**STATED PROBLEM 1**
Rewrite the rows from the line containing "Pass the picture above and point out the car" through the last line of the rows, replacing "concrete pillar" with "stone column" and leaving everything else unchanged.

------ PAGE EXTRACT ------

Joining local datasets
In this example we will examine how to join local datasets and then upload them into the EvoML platform.
Step 1: Connecting into the platform
As a first step you will need to connect into the platform using your credentials.
from typing import Final
import evoml_client as ec
import pandas as pd
# Pease replace with your deploy-platform URL
API_URL: Final[str] = "https://evoml.ai"
# Please replace with your username
USERNAME: Final[str] = ""
# Please replace with your password
PASSWORD: Final[str] = ""
# Connect to the platform
ec.init(base_url=API_URL, username=USERNAME, password=PASSWORD)
Step 2: Load the Datasets
In this example, we will use the following datasets:
-
users.csv
: Contains user information with columns:user_id
: Unique identifier for the user.name
: Name of the user.job_id
: Foreign key linking to thejobs.csv
dataset.salary
: Salary of the user.
-
jobs.csv
: Contains job information with columns:job_id
: Unique identifier for the job.job_title
: Title of the job.
users_df = pd.read_csv("./data/users.csv")
users_df.head()
jobs_df = pd.read_csv("./data/jobs.csv")
jobs_df.head()
Step 3: Joining the datasets
We will join the two datasets using pandas
, which allows merging on specific columns or indexes with control over the join type. Available join types are:
- left: Uses only keys from the left dataframe (SQL left outer join), preserves key order.

------

**STATED PROBLEM 2**
Pick up the page on joining local datasets where it stops, and keep writing it.

------ DATA PROVIDED ------

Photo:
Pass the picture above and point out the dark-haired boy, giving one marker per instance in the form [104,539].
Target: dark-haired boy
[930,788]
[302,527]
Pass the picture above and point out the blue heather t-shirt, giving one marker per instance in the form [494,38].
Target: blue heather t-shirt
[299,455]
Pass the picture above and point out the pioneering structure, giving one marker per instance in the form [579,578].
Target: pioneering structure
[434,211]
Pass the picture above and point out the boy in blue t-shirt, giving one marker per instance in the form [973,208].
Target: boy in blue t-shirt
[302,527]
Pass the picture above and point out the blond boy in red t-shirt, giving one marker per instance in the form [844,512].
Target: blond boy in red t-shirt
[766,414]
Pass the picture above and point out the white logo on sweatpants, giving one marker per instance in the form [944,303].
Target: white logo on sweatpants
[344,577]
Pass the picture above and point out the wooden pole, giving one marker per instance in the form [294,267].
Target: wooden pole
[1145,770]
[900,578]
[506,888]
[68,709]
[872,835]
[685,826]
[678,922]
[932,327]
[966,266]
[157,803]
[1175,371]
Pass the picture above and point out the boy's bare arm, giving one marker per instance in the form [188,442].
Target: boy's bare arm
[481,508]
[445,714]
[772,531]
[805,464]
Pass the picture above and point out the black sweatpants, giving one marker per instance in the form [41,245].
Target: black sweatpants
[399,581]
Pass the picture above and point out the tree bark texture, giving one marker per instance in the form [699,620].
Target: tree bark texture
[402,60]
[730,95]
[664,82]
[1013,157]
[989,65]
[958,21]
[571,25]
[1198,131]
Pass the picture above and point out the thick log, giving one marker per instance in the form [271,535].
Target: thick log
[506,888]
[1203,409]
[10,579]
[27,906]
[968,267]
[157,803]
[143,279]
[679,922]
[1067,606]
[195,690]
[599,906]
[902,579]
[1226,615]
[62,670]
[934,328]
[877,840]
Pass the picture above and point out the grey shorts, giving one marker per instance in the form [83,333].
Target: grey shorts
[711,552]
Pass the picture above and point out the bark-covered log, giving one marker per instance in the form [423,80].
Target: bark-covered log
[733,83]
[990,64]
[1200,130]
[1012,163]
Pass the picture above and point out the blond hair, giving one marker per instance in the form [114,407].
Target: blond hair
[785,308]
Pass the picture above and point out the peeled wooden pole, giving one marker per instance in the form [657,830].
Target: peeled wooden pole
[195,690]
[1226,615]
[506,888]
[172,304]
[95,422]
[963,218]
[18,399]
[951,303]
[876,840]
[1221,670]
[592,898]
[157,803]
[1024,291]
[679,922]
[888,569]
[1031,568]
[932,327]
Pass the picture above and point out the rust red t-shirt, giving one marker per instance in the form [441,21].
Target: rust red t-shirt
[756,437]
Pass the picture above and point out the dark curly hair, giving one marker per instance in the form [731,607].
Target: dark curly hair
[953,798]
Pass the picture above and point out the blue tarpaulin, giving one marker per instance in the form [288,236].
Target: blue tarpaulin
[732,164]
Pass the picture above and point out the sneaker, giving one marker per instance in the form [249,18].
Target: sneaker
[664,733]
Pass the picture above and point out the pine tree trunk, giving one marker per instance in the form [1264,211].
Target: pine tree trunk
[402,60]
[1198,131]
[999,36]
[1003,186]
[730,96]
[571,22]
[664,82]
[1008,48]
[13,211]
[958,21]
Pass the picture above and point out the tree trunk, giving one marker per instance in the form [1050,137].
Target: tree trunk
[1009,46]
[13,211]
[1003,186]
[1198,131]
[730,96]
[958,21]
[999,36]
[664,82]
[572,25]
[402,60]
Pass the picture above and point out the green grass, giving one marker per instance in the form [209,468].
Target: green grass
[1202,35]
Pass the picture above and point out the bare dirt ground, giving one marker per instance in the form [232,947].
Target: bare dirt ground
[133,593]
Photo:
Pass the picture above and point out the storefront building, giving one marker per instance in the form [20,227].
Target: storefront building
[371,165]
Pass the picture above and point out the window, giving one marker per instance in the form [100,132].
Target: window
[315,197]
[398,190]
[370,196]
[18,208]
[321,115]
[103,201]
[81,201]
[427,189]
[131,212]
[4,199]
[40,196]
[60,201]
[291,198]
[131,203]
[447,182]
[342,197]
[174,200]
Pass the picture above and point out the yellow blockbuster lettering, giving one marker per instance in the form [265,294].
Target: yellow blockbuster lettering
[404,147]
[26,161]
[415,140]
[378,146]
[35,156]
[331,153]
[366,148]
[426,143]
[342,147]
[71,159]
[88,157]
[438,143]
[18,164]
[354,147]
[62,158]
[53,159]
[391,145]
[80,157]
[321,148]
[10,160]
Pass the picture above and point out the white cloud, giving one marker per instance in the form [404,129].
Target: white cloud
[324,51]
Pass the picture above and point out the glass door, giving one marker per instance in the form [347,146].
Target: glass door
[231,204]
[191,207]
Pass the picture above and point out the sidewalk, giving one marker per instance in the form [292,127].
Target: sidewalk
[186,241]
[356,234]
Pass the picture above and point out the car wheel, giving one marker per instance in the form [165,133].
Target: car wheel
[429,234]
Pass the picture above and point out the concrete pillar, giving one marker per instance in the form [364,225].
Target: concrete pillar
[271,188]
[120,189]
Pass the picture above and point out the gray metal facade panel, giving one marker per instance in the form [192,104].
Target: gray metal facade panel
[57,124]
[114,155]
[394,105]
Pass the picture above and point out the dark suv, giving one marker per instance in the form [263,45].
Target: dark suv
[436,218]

------

**WRITTEN ANSWER 1**
Pass the picture above and point out the car wheel, giving one marker per instance in the form [165,133].
Target: car wheel
[429,234]
Pass the picture above and point out the stone column, giving one marker per instance in the form [364,225].
Target: stone column
[271,188]
[120,189]
Pass the picture above and point out the gray metal facade panel, giving one marker per instance in the form [192,104].
Target: gray metal facade panel
[57,124]
[114,155]
[394,105]
Pass the picture above and point out the dark suv, giving one marker per instance in the form [263,45].
Target: dark suv
[436,218]

**WRITTEN ANSWER 2**
- right: Uses only keys from the right dataframe (SQL right outer join), preserves key order.
- outer: Uses the union of keys from both frames (SQL full outer join), sorts keys lexicographically.
- inner: Uses the intersection of keys from both frames (SQL inner join), preserves the order of left keys.
- cross: Creates a cartesian product of both frames, preserves left key order.
For more details, refer to the pandas documentation.
For this example we will be joining the two datases on the job_id
column using the left
join.
df_merged = pd.merge(users_df, jobs_df, left_on="job_id", right_on="job_id", how="left")
df_merged.head()
Step 4: Upload the Joined Dataset into the evoml Platform
In this step, we will upload the merged dataset to the evoml platform. The following code snippet demonstrates how to do this:
dataset = ec.Dataset.from_pandas(df_merged, "Users-Jobs Dataset", "A merged dataset")
dataset.put()
print(dataset.dataset_id)